PROBLEM TO SOLVE:
Once you have read the records, output them exactly.

DATA SHOWN:
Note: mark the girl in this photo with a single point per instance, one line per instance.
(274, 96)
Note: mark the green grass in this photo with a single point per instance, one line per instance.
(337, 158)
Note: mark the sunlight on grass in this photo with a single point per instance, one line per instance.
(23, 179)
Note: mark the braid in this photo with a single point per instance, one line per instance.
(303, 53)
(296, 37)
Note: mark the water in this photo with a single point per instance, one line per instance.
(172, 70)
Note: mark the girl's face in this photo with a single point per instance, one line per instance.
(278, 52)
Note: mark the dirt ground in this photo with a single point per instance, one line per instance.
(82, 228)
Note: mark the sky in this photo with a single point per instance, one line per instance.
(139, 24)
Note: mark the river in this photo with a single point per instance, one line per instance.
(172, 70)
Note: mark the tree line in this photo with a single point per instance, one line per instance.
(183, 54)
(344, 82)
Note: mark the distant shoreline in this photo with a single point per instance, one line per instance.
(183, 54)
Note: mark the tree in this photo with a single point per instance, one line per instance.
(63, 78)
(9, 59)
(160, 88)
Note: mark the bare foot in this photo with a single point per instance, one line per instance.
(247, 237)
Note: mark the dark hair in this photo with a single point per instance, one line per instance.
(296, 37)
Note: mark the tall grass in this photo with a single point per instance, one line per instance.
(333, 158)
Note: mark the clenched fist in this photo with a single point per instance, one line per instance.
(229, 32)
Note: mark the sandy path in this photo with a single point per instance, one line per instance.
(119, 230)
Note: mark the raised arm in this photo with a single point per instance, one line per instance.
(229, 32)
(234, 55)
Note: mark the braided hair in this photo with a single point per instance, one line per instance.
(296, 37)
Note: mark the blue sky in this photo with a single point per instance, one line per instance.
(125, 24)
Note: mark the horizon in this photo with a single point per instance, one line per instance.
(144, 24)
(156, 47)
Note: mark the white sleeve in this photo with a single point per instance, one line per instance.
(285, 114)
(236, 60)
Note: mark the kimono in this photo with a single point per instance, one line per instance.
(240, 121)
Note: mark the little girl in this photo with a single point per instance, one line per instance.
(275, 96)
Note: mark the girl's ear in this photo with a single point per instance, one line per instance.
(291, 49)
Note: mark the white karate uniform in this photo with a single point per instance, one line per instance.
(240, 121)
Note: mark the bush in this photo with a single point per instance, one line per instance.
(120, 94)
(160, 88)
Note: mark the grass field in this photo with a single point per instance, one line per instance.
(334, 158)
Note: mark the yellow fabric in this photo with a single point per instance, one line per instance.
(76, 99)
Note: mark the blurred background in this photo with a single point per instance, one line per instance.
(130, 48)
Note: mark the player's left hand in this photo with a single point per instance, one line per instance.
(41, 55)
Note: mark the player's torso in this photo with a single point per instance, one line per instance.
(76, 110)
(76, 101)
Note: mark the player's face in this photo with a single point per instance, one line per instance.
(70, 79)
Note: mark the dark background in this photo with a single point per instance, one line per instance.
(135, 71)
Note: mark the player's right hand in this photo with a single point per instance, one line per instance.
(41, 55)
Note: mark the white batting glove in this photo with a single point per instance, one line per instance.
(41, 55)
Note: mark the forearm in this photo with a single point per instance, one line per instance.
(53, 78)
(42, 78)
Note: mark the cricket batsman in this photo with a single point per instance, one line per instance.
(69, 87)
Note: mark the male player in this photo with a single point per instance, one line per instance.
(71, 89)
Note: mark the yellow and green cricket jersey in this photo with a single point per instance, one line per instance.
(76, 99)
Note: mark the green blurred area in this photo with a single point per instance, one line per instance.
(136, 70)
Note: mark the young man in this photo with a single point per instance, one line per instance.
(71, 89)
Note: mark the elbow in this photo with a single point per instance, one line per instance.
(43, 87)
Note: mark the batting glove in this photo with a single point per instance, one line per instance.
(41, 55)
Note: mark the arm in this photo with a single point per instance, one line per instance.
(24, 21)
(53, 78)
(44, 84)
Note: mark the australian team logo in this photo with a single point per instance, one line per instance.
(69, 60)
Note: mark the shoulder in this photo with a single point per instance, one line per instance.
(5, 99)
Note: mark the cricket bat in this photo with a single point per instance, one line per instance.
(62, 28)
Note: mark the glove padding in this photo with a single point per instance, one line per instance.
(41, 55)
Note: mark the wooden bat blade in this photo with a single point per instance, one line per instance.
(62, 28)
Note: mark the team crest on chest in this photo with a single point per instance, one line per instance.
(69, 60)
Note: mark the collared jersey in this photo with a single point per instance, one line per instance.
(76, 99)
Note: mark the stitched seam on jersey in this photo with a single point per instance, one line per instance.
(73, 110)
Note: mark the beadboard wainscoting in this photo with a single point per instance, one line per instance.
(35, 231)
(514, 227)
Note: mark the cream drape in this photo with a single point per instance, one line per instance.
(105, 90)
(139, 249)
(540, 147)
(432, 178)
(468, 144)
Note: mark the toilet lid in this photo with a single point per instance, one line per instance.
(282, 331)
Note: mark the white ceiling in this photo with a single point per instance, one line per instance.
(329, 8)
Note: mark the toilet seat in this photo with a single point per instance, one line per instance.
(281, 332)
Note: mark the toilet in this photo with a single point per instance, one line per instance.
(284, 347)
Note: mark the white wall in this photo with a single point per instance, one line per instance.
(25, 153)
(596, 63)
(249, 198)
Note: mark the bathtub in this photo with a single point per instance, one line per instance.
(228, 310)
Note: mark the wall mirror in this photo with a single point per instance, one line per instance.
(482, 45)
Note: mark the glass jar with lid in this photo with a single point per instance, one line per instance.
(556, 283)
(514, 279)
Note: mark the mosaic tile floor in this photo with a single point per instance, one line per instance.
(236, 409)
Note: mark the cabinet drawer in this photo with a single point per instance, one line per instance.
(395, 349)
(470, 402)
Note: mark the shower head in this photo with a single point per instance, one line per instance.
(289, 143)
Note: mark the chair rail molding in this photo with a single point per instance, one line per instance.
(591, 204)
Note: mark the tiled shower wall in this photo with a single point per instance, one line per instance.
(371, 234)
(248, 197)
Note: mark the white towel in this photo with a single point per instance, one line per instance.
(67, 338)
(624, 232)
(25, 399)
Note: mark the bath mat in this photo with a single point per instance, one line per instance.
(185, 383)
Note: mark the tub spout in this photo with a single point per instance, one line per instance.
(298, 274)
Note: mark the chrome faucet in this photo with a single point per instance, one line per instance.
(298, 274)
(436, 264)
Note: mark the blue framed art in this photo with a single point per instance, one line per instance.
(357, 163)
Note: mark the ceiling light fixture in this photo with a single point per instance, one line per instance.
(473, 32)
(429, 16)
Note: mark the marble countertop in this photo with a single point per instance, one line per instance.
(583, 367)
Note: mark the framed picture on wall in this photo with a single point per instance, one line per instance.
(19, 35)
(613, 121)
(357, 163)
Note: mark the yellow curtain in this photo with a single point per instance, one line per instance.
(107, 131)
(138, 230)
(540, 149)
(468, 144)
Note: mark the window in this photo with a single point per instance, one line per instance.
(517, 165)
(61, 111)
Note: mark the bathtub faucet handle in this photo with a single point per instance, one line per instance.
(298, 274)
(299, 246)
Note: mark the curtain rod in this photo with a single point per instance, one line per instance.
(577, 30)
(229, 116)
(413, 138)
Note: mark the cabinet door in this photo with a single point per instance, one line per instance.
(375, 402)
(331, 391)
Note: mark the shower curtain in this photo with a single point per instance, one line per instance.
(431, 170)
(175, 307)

TASK OUTPUT:
Note: mark the girl in this photo with a single point per instance, one line per instance.
(274, 96)
Note: mark the green grass in this photo with a single point per instance, one line per instance.
(337, 158)
Note: mark the sunlight on grass in this photo with a single point per instance, one line per instance.
(23, 179)
Note: mark the braid in this photo with a single point per instance, one line per instance.
(303, 53)
(296, 37)
Note: mark the water in this photo with a single point per instance, one line per instance.
(172, 70)
Note: mark the girl's face in this photo with a single point per instance, one line per instance.
(278, 52)
Note: mark the dirt ground in this photo with a single point per instance, one line per instance.
(82, 228)
Note: mark the sky in this photo with a single point per instance, one line per instance.
(139, 24)
Note: mark the river in this photo with a single point per instance, one line per instance.
(172, 70)
Note: mark the tree line in this photo with a single point per instance, one line per instance.
(183, 54)
(344, 82)
Note: mark the distant shoreline in this photo with a single point per instance, one line per instance.
(183, 54)
Note: mark the tree in this photo with a single point per instance, one line per instance.
(63, 78)
(9, 59)
(160, 88)
Note: mark the bare foot in this photo with a single point per instance, one line per instance.
(247, 237)
Note: mark the dark hair in this photo with a single point per instance, one line per instance.
(296, 37)
Note: mark the tall grass in this photo with a single point per instance, one line per instance.
(333, 158)
Note: mark the clenched fist in this photo with a single point per instance, one line per instance.
(229, 32)
Note: mark the sandy path in this photo with a single point per instance, one line per instance.
(119, 230)
Note: mark the raised arm in this photo with a single point per instance, one line per instance.
(229, 32)
(234, 55)
Note: mark the braided hair in this photo with a single point per instance, one line per instance.
(296, 37)
Note: mark the blue sky in this photo with a single point per instance, one line per instance.
(125, 24)
Note: mark the horizon in this photo with a single point per instance, one line per instance.
(144, 24)
(156, 47)
Note: mark the white sleeve in this photo with a single point per instance, one line per instance.
(285, 114)
(236, 60)
Note: mark the kimono in this photo with a single point per instance, one line per instance.
(240, 121)
Note: mark the little girl in this photo with a single point per instance, one line per instance.
(275, 96)
Note: mark the girl's ear in this photo with a single point per instance, one line per instance.
(291, 49)
Note: mark the white karate uniform in this photo with a single point per instance, one line per instance.
(240, 121)
Note: mark the bush in this photo with a single point per instance, one line per instance.
(120, 94)
(160, 88)
Note: mark the grass field in this photo with a single point per instance, one line per instance.
(334, 158)
Note: mark the yellow fabric in this photo with a single point per instance, one line per instance.
(76, 99)
Note: mark the blurred background in this photo with a single point per instance, one line per instance.
(130, 48)
Note: mark the player's left hand in this photo with a single point per instance, one line per instance.
(41, 55)
Note: mark the player's torso in this photo with a single point per instance, one line per instance.
(76, 110)
(76, 101)
Note: mark the player's face in this photo with a single point per instance, one line per instance.
(70, 79)
Note: mark the dark background in this photo with a single point per instance, one line per instance.
(135, 71)
Note: mark the player's right hand in this photo with a single point per instance, one line per instance.
(41, 55)
Note: mark the white batting glove in this photo with a single point per instance, one line per instance.
(41, 55)
Note: mark the forearm in this photo with a single point per instance, one line per instance.
(53, 78)
(42, 78)
Note: mark the cricket batsman in this photo with a single point per instance, one line per instance.
(69, 87)
Note: mark the male player in this photo with a single point per instance, one line per instance.
(71, 89)
Note: mark the yellow and green cricket jersey in this photo with a single point per instance, one line per instance.
(76, 99)
Note: mark the green blurred area in this photo with a single point per instance, one line per instance.
(136, 70)
Note: mark the young man in this photo with a single point per instance, one line per instance.
(71, 89)
Note: mark the elbow in this photo with a single point per instance, one line per instance.
(43, 87)
Note: mark the batting glove in this photo with a single point per instance, one line per instance.
(41, 55)
Note: mark the arm in this photo with a single point per instance, one line per instance.
(24, 21)
(53, 78)
(44, 84)
Note: mark the australian team logo in this photo with a single point per instance, one line per instance.
(69, 60)
Note: mark the shoulder in this photo with a single point per instance, one line per instance.
(5, 99)
Note: mark the cricket bat in this photo with a single point per instance, one line per instance.
(62, 28)
Note: mark the glove padding in this photo with a single point per instance, one line per instance.
(41, 55)
Note: mark the wooden bat blade in this photo with a single point per instance, one line per instance.
(62, 28)
Note: mark the team crest on chest in this photo with a single point per instance, one line per instance.
(69, 60)
Note: mark the collared jersey in this photo with a single point per instance, one line per instance.
(76, 99)
Note: mark the stitched seam on jersey in this photo with a single point per instance, one line per instance.
(73, 110)
Note: mark the beadboard wainscoting in this photo with a single point per instance, one line per instance.
(35, 231)
(514, 227)
Note: mark the cream drape in this photo with a single point per instance, one line per instance.
(105, 90)
(139, 249)
(540, 147)
(432, 178)
(468, 144)
Note: mark the toilet lid in this photo with a single point per instance, one line per instance.
(282, 331)
Note: mark the white ceiling in this photo with a single point per instance, one line per instance.
(329, 8)
Note: mark the toilet seat in this photo with a single point per instance, one line per instance.
(281, 332)
Note: mark the toilet in this photo with a single point per instance, one line per instance.
(284, 347)
Note: mark the white wall in this photo with a single point per instance, one line per instance.
(25, 153)
(596, 63)
(249, 198)
Note: mark the bathtub in this photo with a single point per instance, one line per instance.
(228, 310)
Note: mark the wall mirror in this photo with a single point per instance, one line per instance.
(482, 45)
Note: mark the glass jar with lid in this photo with a single point per instance, one line per instance.
(556, 283)
(514, 279)
Note: mark the mosaic tile floor in this photo with a single point per instance, one line per instance.
(236, 409)
Note: mark the cabinet drawer in this photo with a single point per instance, one line per instance.
(395, 349)
(470, 402)
Note: mark the shower head in this photo with a single point per instance, one line per instance.
(289, 143)
Note: mark the chair rail molding in this photo with a single point per instance, one line per instance.
(591, 204)
Note: mark the tiled shower wall in this photo with a single point per instance, one line per instance.
(371, 234)
(248, 197)
Note: mark the white towel in this photo with a single point per instance, one line per instance.
(67, 338)
(624, 232)
(25, 399)
Note: mark the bath mat in this photo with a single point per instance, one line per instance.
(185, 383)
Note: mark the tub spout in this photo with a single point per instance, one line per instance.
(298, 274)
Note: mark the chrome faucet in this photo with a single point per instance, one line per instance.
(298, 274)
(436, 264)
Note: mark the blue framed art in this photo with a single point per instance, one line per instance.
(357, 163)
Note: mark the ceiling light fixture in this photo with a single point per instance, one line per instance.
(473, 32)
(429, 16)
Note: mark the marble countertop in this photo with a single point per instance, one line per instance.
(583, 367)
Note: mark the framed picture on wall in this photo with a single point per instance, one line per instance.
(19, 35)
(613, 121)
(357, 163)
Note: mark the yellow curtain in this photo with a single point per instance, one line per instance.
(107, 131)
(138, 230)
(540, 149)
(468, 144)
Note: mark the window in this photo with a single point per instance, one line per instance.
(517, 165)
(61, 111)
Note: mark the bathtub faucet handle in this photo with a single point per instance, one line per instance.
(298, 274)
(299, 246)
Note: mark the curtain rod in this photo with a single point per instance, one line per instance.
(577, 30)
(229, 116)
(413, 138)
Note: mark the cabinet door in this photo with a single point per instance, one line per instance.
(375, 402)
(331, 391)
Note: mark the shower curtain in this photo with a single point per instance, one line per instance.
(431, 170)
(175, 307)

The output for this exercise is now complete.